* BEGIN RECORDS TO USE *

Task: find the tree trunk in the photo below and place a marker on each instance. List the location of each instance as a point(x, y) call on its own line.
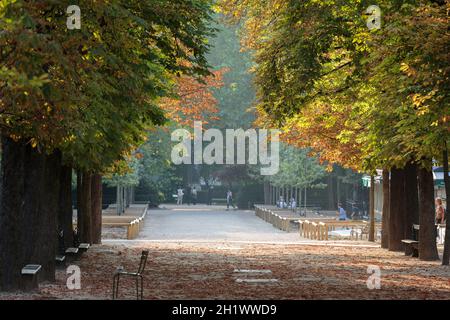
point(427, 234)
point(28, 215)
point(412, 198)
point(12, 238)
point(65, 214)
point(446, 258)
point(84, 208)
point(397, 210)
point(385, 218)
point(96, 197)
point(372, 210)
point(47, 221)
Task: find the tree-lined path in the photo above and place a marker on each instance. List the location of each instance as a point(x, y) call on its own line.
point(209, 223)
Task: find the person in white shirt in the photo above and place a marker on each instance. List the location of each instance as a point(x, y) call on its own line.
point(230, 200)
point(180, 195)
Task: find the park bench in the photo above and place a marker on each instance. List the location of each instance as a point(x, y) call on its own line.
point(133, 224)
point(60, 261)
point(30, 277)
point(83, 247)
point(138, 275)
point(412, 245)
point(72, 253)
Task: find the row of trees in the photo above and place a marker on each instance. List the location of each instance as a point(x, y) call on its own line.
point(81, 100)
point(361, 97)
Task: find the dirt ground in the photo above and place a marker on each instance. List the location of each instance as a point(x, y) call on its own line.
point(207, 271)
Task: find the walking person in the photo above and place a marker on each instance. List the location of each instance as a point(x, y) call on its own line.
point(230, 200)
point(440, 220)
point(188, 195)
point(194, 196)
point(342, 215)
point(440, 211)
point(180, 195)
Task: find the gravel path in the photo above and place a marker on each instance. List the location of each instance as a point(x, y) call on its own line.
point(202, 223)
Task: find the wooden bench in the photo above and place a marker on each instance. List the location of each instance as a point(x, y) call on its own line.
point(60, 261)
point(30, 277)
point(412, 245)
point(71, 253)
point(83, 247)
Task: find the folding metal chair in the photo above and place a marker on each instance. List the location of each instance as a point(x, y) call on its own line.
point(138, 275)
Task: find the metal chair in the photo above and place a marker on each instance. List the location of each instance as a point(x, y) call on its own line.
point(138, 275)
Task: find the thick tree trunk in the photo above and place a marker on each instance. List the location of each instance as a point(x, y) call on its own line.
point(84, 208)
point(427, 234)
point(65, 214)
point(96, 197)
point(412, 198)
point(47, 221)
point(28, 215)
point(397, 210)
point(385, 218)
point(446, 258)
point(12, 239)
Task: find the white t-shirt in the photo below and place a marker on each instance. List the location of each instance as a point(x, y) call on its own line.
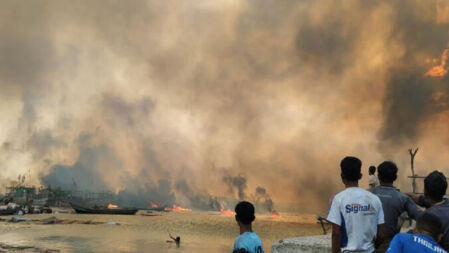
point(249, 242)
point(373, 180)
point(357, 212)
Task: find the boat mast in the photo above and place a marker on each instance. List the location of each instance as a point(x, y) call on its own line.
point(412, 158)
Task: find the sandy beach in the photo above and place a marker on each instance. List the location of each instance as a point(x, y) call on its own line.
point(199, 231)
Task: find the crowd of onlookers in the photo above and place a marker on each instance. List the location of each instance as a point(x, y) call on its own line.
point(371, 220)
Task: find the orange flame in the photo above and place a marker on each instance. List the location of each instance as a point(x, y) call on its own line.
point(227, 212)
point(177, 209)
point(275, 215)
point(440, 70)
point(112, 206)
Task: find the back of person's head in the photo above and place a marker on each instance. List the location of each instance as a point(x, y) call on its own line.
point(351, 168)
point(372, 170)
point(435, 185)
point(244, 212)
point(430, 224)
point(387, 172)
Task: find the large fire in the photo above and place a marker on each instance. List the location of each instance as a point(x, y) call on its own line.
point(275, 214)
point(177, 209)
point(227, 212)
point(440, 70)
point(112, 206)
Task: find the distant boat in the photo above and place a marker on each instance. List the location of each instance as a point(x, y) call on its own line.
point(7, 212)
point(85, 209)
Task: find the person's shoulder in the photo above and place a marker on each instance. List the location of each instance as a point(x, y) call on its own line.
point(402, 237)
point(339, 195)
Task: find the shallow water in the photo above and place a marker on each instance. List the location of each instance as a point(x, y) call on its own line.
point(200, 232)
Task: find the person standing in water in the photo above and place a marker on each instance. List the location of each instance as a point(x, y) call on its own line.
point(247, 241)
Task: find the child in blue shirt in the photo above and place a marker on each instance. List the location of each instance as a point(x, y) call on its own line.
point(424, 239)
point(247, 241)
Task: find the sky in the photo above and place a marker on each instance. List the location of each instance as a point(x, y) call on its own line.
point(192, 101)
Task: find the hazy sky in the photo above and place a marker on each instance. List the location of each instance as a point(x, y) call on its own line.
point(169, 97)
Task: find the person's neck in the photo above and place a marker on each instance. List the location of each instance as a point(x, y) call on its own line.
point(386, 184)
point(426, 233)
point(433, 202)
point(352, 184)
point(245, 228)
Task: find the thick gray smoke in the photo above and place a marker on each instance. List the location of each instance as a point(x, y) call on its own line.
point(238, 183)
point(146, 99)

* END RECORDS TO USE *

*GIVEN PROBLEM:*
Reproduce the lines from the line with "Task: find the child" up to and including the line with "point(169, 97)", substituting "cloudy" for "hazy" and leaving everything else unchanged.

*SOLUTION TO THIS EXERCISE:*
Task: find the child in blue shirt in the photo above and place a marker on each instance. List the location of each instance as a point(x, y) call on its own line.
point(424, 239)
point(247, 241)
Task: find the sky in the photo above and place a marker on each instance. List the location of each instance as a point(x, y) call on its own line.
point(192, 101)
Task: find the cloudy sky in the photo above and place a marker on each instance. List the location of each instance as a point(x, y) call on its own line.
point(169, 97)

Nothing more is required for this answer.